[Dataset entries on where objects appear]
········
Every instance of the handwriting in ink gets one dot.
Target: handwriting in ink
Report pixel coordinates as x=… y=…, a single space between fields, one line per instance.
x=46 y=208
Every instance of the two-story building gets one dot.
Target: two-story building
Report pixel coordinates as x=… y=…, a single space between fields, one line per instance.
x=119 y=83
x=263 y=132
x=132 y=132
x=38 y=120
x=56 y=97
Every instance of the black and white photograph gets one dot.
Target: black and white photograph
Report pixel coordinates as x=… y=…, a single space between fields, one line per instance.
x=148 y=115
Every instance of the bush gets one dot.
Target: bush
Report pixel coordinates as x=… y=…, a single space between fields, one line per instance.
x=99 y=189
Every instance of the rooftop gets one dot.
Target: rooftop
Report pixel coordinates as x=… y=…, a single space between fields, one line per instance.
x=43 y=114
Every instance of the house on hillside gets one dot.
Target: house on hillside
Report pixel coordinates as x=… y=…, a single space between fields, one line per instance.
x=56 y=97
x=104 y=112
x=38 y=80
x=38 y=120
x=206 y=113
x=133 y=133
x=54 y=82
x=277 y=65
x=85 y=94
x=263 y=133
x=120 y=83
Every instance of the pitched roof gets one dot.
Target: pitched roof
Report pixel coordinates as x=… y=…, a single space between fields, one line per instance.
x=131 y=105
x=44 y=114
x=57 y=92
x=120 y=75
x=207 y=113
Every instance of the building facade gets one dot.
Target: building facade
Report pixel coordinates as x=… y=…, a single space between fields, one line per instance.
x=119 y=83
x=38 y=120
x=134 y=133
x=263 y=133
········
• Directions for this task: Copy out each of the entries above line for line, keeping every character unchanged.

• Written response:
Every instance of the handwriting in ink gets one dot.
Target: handwriting in ink
Report pixel coordinates as x=… y=…, a single space between fields, one line per instance.
x=46 y=208
Every instance of the two-story building gets one dot.
Target: two-story building
Report pixel coordinates as x=… y=…, a single space between fields, one line per instance.
x=119 y=83
x=263 y=132
x=132 y=132
x=38 y=120
x=56 y=97
Every instance of the black and white photograph gets one dot.
Target: black and white photograph
Report pixel coordinates as x=… y=…, a single space between fields, one line per instance.
x=148 y=115
Every instance of the bush gets one dot.
Target: bush
Report pixel coordinates as x=… y=…, a single space between fields, one line per instance.
x=99 y=189
Every instance of the rooftop gets one dot.
Target: rooftop
Report pixel coordinates as x=… y=…, a single space between fields, one line per instance.
x=43 y=114
Every instance of the house on hillside gets one dot.
Target: house on hillside
Report pixel coordinates as x=… y=…, a single space between fields, one line per instance.
x=56 y=97
x=104 y=112
x=38 y=80
x=38 y=120
x=206 y=113
x=133 y=133
x=54 y=82
x=277 y=65
x=85 y=94
x=263 y=133
x=120 y=83
Every instance of the pitched roof gets one dot.
Target: pitched roof
Report pixel coordinates as x=… y=…, a single space between fields, one line per instance.
x=131 y=105
x=44 y=114
x=57 y=92
x=120 y=75
x=207 y=113
Every instance of the building facade gets one dot.
Target: building facade
Report pixel coordinates as x=… y=…, a single space between fields, one line per instance.
x=119 y=83
x=38 y=120
x=134 y=133
x=263 y=133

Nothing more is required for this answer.